Отрывок для чтения:
+---+
Иванов Н.Ф. Свете тихий. – М.: «Эко-пресс», 2018. – 320 с.
«Как она танцевала!». С такой, казалось бы, ясной и чистой фразой в сердце читателя проникает смутная, едва уловимая тревога.
Подступает она действительно незаметно, сначала мимолётным и нестойким противопоставлением «Полевая форма делала её мешковатой, но только до момента, пока не вошла в круг», потом более отчётливым, ниспровергающим стереотипность ситуации, когда «никто даже из её знакомых не захотел обрекать себя на вечер с грузным прапорщиком-связистом – и она всем отомстила». Да ещё как! Самым первым движением танца, сместившая фокус восприятия, нет, не в свою сторону, просто расфокусировав ненужное, хоть и явное, она оттянула внимание на неповторимо-пленительное, но не явное: «стоило ей сделать первые движения, как стало ясно: королева нынче – она». В этом месте в круг художественного мира литературы, как мне кажется, втягивается реальный, хотя несколько мифологизированный образ Полины Виардо, цыганки, некрасивой до тех пор, пока она не начинала петь. Для меня в данном случае важна не столько аналогия, поскольку ни к сюжету, ни к развитию образа, она ничего не прибавляет. А вот то, что ткань произведения с самого начала ткётся из представления о том, что существует несколько миров одинаково реальных для человека (например, мир искусства и мир человеческой действительности; или мир, где красота условна и мир, где она безусловна). Только в этих одинаково реальных мирах проявляет себя человек по-разному.
+---+
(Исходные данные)

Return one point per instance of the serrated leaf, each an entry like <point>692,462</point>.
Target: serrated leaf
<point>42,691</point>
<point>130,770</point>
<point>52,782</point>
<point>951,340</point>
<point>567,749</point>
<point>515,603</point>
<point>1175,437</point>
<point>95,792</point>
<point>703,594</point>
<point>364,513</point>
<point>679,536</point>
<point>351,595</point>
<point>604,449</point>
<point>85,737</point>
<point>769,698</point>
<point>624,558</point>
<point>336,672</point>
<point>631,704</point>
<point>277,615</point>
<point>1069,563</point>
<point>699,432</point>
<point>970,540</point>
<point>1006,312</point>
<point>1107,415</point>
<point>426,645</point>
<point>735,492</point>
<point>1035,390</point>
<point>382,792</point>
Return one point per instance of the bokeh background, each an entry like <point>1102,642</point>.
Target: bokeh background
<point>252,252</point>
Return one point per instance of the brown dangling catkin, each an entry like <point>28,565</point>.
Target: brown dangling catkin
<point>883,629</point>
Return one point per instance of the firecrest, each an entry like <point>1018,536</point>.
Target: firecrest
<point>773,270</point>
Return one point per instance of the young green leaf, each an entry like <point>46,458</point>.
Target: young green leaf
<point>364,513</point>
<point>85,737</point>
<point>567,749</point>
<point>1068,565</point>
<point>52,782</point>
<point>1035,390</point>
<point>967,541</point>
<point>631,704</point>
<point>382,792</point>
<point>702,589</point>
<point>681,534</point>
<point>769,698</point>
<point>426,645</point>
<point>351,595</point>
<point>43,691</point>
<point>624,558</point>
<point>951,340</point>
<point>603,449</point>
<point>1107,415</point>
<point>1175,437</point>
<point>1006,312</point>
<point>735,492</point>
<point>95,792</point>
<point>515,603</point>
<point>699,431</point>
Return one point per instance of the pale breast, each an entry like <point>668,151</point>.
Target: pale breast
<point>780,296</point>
+---+
Задания:
• a. Переведите на английский предложение из отрывка: «С такой, казалось бы, ясной и чистой фразой в сердце читателя проникает смутная, едва уловимая тревога».
• b. С кем, согласно отрывку, никто из знакомых героини не захотел обрекать себя на вечер?
• c. Определите, согласуются ли с отрывком следующие утверждения: (i) полевая форма делала героиню мешковатой; (ii) автор отрывка считает аналогию с Полиной Виардо значимой для развития образа; (iii) в книге «Свете тихий» 320 страниц.

Решения по заданиям:
• a. With such a seemingly clear and pure phrase, a vague, barely perceptible anxiety enters the reader's heart.

• b. С грузным прапорщиком-связистом.

• c.
(i) Да: «Полевая форма делала её мешковатой».
(ii) Нет: «ни к сюжету, ни к развитию образа, она ничего не прибавляет».
(iii) Да: «320 с.».